** PROMPT **
Transcribe the records character for character, taking only the part that opens with the line containing "Autonomous forklift vision pipeline — detect the man's" and closes with the line containing "296,22,318,140", both of those lines included.

• • • • •

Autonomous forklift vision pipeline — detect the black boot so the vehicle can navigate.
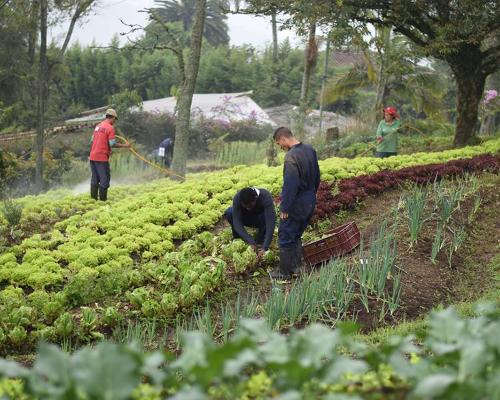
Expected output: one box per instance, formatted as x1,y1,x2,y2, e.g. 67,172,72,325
292,240,302,275
271,247,297,280
99,187,108,201
90,185,99,200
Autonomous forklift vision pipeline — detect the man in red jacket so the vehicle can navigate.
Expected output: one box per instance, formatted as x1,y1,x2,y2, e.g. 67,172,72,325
89,108,130,201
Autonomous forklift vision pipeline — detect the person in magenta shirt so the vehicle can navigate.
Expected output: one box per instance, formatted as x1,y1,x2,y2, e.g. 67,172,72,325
89,108,130,201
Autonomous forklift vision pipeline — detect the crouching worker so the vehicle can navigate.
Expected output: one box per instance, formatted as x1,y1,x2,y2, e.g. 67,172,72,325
89,108,130,201
224,188,276,257
271,127,320,280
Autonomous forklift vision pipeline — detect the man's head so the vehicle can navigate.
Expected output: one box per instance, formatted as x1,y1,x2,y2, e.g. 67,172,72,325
240,188,259,210
384,107,399,122
273,126,299,151
106,108,118,124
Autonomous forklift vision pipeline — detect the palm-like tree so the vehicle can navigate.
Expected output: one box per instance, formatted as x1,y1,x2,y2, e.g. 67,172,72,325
154,0,229,46
323,35,444,118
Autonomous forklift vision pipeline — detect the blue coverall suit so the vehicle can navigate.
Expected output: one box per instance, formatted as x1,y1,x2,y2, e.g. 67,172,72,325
224,188,276,250
278,143,320,275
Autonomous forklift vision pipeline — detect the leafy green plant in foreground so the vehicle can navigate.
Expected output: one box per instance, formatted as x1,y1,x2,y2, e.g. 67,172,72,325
0,304,500,400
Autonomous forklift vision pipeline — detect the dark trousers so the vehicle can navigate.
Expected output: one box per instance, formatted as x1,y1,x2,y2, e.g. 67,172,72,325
224,207,266,244
90,161,111,189
278,201,316,249
375,151,398,158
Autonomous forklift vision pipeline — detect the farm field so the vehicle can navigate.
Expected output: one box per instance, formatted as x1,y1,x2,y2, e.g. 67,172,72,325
0,140,500,362
0,0,500,394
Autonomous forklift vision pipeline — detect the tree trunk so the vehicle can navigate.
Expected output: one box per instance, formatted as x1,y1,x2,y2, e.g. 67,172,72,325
35,0,48,192
172,0,207,179
373,27,392,126
271,13,278,63
479,71,500,135
318,37,330,135
450,57,486,147
296,22,318,140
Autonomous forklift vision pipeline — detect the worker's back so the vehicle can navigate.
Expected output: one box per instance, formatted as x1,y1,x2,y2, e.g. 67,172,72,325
284,143,320,195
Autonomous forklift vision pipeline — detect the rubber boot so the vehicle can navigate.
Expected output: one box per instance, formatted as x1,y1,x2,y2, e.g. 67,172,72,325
271,247,297,280
292,239,302,275
90,185,99,200
99,187,108,201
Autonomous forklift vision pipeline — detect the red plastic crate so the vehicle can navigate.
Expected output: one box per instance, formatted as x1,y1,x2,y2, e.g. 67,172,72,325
302,222,361,266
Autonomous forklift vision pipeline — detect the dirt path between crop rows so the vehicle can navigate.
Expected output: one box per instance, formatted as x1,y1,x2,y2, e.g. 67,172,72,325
235,175,500,331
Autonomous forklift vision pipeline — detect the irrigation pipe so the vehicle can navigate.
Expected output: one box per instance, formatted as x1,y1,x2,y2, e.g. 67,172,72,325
116,135,186,181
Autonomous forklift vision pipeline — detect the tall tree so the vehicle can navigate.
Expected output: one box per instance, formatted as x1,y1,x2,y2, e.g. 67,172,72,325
323,33,446,122
35,0,95,191
295,21,318,140
245,0,500,146
154,0,229,46
149,0,207,179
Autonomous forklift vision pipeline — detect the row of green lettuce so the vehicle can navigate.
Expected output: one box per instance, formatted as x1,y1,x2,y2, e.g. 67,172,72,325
0,141,500,349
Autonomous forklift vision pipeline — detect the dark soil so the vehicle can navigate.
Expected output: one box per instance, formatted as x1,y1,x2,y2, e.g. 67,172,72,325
332,175,500,330
235,175,500,332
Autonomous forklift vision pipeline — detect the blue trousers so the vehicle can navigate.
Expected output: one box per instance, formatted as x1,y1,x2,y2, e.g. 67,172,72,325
90,160,111,189
278,201,316,249
224,207,266,244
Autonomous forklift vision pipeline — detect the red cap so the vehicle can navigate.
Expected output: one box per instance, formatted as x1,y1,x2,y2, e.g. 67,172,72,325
384,107,399,118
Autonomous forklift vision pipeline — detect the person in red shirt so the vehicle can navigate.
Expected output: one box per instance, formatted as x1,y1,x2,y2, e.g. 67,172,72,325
89,108,130,201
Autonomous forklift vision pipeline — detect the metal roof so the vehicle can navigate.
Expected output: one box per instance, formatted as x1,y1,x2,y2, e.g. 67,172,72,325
66,92,275,125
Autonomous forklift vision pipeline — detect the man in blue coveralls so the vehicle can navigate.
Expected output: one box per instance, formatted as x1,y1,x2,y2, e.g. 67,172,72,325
224,188,276,257
158,138,174,168
271,127,320,280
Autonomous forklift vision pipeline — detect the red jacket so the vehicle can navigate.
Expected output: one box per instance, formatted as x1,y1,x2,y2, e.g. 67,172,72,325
89,119,115,161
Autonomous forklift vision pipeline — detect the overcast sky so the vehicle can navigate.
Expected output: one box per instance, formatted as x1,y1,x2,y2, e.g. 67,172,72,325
51,0,300,48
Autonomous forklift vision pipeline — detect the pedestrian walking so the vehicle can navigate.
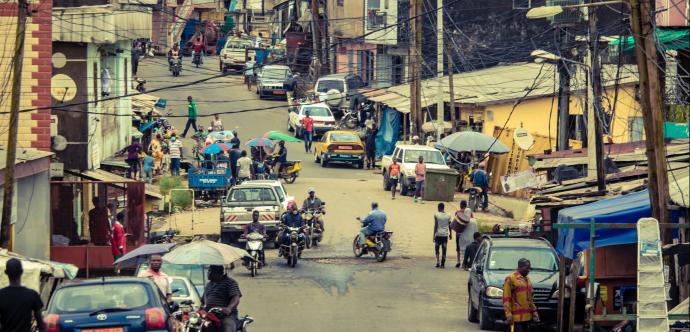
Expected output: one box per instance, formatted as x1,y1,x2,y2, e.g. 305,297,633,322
364,125,379,169
412,156,426,203
168,134,182,176
456,232,482,270
434,203,453,269
299,111,314,153
455,200,479,267
388,158,400,199
137,255,172,303
209,114,225,132
503,258,539,332
0,258,46,332
182,96,199,138
125,138,142,179
142,151,155,184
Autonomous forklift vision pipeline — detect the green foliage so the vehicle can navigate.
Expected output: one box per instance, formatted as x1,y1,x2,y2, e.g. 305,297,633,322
159,176,192,210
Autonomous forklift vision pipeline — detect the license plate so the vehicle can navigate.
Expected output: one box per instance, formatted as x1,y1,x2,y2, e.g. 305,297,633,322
81,327,124,332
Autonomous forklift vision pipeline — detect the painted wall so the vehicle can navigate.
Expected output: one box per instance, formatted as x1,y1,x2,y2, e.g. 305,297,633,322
478,85,642,143
0,0,52,151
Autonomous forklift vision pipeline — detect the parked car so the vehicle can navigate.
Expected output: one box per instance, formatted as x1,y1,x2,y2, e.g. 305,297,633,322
170,276,203,309
44,277,180,332
219,37,254,74
314,130,364,168
288,103,335,138
381,144,450,195
467,237,558,330
220,181,285,244
314,74,366,115
256,65,292,99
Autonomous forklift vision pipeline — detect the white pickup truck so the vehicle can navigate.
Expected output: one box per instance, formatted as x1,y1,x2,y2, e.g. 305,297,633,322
220,181,293,244
381,144,450,195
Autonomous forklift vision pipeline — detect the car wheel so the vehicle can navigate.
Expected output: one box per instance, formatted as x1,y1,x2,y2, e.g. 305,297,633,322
467,287,477,323
383,171,391,191
477,296,494,330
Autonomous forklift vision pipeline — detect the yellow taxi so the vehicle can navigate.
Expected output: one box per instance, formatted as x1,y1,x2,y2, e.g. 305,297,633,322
314,130,364,168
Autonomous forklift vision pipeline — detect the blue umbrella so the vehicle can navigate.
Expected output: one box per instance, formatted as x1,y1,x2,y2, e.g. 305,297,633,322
113,243,176,266
244,137,273,148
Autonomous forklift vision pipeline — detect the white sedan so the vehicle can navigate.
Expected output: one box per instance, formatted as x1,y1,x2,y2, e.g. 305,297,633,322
288,103,336,138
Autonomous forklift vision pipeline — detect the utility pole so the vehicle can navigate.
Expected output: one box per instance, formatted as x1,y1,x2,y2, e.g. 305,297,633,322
0,0,28,250
436,0,450,142
446,48,456,133
549,27,570,151
585,7,606,191
630,0,671,231
311,0,322,80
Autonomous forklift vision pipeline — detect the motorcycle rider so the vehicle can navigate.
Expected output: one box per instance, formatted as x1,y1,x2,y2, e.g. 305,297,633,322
359,202,387,247
280,203,304,252
168,44,180,70
244,209,266,266
302,187,326,231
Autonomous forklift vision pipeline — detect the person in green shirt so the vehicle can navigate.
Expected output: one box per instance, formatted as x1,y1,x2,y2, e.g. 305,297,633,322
182,96,199,137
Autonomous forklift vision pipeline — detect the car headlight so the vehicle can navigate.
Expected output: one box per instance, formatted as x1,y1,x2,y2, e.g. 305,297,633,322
486,286,503,297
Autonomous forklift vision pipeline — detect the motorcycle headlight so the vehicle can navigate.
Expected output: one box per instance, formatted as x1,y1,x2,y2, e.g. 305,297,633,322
486,286,503,297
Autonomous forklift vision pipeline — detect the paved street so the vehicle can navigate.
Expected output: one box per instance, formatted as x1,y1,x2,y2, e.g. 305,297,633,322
140,57,478,331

• • • • •

** FULL SOLUTION **
Autonomous forklift vision pipeline — detect the man's head so the vehicle can navigate.
Expected output: one box per instance, formatted as x1,y1,x2,y2, e.g. 67,172,72,325
240,188,259,210
384,107,399,122
273,126,299,151
106,108,118,124
Autonomous forklift vision pipeline — detect the palm-like tree so the vehicle can navigate.
Expected output: one box per instance, formatted as x1,y1,x2,y2, e.g. 67,172,72,325
154,0,229,46
323,35,444,118
Autonomous forklift vision pipeline — detect the blue coverall suit so the vehicle can navigate.
Expected output: one box per instance, formatted as x1,y1,x2,y2, e.g. 67,172,72,325
224,188,276,250
278,143,320,275
Autonomous forklift vision pipeline — detect the leafy green plant in foreground so the vehicle can navigate.
Expected output: one box per instance, formatted as x1,y1,x2,y2, e.g. 67,172,72,325
0,304,500,400
Autonomous forklift vision pipeline — detect the dark trousers so the vehicle can navigate.
Expected output: one box per instance, formatted as x1,y1,x2,y2, e.g. 67,172,72,325
224,207,266,244
90,161,111,189
278,201,316,249
375,151,398,158
Autonomous forklift vision pipeline — detect the farm field so the vehicle can navigate.
Expected output: one box per instance, formatted as x1,y1,x2,y2, e.g. 67,172,72,325
0,140,500,362
0,0,500,394
Autonomous forklift vision pipeline — detect the tree trunk so the vehicle can navigate.
Expected output: one box per instance, formatted as x1,y1,x2,y2, e.g. 67,172,72,325
35,0,48,192
172,0,207,179
373,27,392,126
271,13,278,63
479,71,500,135
318,37,330,135
450,57,486,147
296,22,318,140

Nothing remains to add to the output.